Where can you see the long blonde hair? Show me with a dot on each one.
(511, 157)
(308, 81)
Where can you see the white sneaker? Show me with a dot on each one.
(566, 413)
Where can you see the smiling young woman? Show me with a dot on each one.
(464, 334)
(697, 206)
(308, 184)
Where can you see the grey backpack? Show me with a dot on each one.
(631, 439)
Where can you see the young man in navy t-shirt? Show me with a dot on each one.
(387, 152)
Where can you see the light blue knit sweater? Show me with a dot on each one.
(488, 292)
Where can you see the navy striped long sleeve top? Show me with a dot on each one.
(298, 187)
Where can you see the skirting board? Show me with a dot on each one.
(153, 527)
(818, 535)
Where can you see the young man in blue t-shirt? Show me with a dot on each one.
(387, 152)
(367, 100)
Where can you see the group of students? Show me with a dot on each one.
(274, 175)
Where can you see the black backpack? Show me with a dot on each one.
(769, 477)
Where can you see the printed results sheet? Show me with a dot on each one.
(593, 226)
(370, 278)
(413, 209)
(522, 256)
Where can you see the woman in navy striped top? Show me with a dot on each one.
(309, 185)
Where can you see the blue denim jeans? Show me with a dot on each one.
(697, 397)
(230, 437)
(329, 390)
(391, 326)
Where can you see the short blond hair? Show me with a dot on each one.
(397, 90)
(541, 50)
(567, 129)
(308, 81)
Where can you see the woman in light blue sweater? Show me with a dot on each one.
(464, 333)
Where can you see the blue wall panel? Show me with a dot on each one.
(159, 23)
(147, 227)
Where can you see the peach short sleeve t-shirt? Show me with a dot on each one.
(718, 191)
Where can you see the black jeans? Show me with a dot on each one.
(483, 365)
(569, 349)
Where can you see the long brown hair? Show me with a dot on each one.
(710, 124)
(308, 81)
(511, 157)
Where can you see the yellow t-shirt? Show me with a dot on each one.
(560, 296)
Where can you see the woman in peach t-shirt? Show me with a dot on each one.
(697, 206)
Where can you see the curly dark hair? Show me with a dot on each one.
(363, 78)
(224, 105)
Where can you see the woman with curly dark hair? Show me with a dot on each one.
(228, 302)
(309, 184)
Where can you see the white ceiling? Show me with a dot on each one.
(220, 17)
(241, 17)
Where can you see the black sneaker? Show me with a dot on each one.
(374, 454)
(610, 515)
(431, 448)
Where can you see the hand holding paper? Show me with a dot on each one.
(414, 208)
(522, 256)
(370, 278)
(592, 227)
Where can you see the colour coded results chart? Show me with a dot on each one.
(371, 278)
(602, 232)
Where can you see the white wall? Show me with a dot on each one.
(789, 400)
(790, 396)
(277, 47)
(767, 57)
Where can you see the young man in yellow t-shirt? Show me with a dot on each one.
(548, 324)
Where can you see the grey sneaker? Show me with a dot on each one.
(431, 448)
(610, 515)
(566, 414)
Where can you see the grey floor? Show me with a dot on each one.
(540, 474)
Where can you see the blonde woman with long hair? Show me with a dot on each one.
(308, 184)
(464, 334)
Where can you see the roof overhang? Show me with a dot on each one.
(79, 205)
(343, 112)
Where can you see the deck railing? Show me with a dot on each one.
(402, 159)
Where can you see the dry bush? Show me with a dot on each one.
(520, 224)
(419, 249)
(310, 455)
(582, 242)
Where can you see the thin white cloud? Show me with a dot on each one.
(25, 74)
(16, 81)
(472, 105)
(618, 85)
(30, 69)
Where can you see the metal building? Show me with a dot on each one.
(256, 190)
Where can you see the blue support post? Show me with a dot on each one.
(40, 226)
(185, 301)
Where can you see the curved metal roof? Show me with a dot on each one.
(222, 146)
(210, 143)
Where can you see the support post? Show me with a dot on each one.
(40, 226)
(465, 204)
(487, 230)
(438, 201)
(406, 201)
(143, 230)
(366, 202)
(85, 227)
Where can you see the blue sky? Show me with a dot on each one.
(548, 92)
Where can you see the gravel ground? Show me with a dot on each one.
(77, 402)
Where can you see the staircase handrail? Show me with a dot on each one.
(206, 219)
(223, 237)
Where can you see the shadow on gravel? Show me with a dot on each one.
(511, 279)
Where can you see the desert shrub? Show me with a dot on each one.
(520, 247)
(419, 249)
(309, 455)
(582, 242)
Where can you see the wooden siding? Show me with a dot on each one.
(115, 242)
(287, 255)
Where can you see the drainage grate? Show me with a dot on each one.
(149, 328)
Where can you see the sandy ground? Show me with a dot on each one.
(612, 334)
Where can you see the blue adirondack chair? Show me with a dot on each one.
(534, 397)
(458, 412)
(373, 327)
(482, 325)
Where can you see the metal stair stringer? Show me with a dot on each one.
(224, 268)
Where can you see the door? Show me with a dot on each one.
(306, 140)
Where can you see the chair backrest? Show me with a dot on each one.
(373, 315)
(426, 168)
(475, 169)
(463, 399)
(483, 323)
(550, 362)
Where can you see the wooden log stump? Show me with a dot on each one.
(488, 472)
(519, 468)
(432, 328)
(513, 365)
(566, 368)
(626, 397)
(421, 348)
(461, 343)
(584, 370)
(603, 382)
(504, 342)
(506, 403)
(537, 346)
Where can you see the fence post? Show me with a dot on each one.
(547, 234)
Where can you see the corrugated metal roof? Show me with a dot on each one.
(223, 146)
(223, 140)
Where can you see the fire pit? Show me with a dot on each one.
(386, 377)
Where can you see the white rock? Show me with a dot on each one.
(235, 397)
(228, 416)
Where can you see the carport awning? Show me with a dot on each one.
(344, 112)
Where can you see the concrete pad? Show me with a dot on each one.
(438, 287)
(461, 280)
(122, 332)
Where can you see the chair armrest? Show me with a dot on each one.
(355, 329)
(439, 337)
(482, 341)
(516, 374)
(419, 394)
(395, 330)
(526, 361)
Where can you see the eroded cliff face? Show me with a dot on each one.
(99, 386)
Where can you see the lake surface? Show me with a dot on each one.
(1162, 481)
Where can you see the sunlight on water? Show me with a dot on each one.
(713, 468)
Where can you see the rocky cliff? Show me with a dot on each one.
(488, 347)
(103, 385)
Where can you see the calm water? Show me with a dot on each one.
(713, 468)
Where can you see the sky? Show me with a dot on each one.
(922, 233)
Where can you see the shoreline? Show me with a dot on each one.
--------
→ **STATED EXERCISE**
Copy the lines of the material starting at the line that contains "Where can you see the carport" and stopping after the line that contains "(1162, 481)", swapping "eroded" for "crumbling" and leaving everything else unchanged.

→ **ANSWER**
Where can you see the carport awning? Show me with a dot on each one.
(344, 112)
Where can you see the concrete pad? Show me with a dot on each one.
(438, 287)
(461, 280)
(122, 332)
Where can you see the chair armrest? Show me with a dot on each one.
(355, 329)
(439, 337)
(482, 341)
(516, 374)
(419, 394)
(395, 330)
(526, 361)
Where can you see the crumbling cliff face? Show me with a dot on each one.
(99, 386)
Where can you see the lake surface? Show me with a dot on each one.
(1162, 481)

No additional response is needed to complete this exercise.